Exactly the lines from the one with "Spot the stone hut, then" through the last line of the listing must be given again.

'''

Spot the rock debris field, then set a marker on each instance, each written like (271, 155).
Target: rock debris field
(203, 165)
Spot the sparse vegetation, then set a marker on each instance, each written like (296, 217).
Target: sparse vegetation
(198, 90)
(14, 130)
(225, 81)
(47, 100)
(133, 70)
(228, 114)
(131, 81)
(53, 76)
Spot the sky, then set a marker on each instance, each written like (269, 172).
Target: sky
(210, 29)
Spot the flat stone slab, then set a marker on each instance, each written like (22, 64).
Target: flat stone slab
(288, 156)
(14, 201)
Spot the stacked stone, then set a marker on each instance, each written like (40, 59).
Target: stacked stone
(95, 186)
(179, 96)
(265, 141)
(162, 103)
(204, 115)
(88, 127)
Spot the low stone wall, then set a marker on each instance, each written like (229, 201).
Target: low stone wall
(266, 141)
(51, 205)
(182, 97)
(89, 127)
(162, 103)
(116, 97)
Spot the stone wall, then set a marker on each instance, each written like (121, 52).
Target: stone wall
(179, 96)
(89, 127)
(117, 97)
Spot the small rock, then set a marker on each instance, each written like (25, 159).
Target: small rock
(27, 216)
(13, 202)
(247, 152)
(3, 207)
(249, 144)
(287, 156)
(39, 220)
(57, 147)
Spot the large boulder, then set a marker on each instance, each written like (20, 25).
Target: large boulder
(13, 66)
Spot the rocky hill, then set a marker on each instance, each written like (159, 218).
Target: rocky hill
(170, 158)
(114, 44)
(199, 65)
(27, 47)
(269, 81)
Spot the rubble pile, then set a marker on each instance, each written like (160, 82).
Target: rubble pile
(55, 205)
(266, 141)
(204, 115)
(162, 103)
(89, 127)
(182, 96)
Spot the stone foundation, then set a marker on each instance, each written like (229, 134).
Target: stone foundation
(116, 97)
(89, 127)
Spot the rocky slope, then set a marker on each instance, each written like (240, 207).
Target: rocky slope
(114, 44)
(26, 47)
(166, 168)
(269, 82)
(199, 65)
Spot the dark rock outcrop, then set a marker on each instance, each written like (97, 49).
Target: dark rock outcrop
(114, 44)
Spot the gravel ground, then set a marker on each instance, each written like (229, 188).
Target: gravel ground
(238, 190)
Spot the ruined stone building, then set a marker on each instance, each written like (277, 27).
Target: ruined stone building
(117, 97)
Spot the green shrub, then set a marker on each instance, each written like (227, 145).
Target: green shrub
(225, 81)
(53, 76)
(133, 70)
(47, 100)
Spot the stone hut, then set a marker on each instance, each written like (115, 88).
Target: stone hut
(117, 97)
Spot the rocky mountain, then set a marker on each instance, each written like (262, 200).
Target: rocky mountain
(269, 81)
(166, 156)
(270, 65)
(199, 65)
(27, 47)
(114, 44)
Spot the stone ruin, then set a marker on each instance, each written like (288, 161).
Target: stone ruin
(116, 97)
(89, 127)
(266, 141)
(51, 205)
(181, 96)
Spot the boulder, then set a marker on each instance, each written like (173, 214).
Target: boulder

'''

- Task solution
Spot the stone hut, then set a marker on each instance, each written like (115, 88).
Target: stone hut
(117, 97)
Spot the rocky mountain, then set a marker on each instance, each written like (262, 200).
Target: rocky mountain
(269, 81)
(166, 156)
(270, 65)
(199, 65)
(27, 47)
(114, 44)
Spot the stone ruin, then set a marker on each instance, each written like (288, 161).
Target: stone ruin
(116, 97)
(89, 127)
(266, 141)
(51, 205)
(181, 96)
Spot the boulder, then set a marker on each instance, each written like (173, 214).
Target: boulder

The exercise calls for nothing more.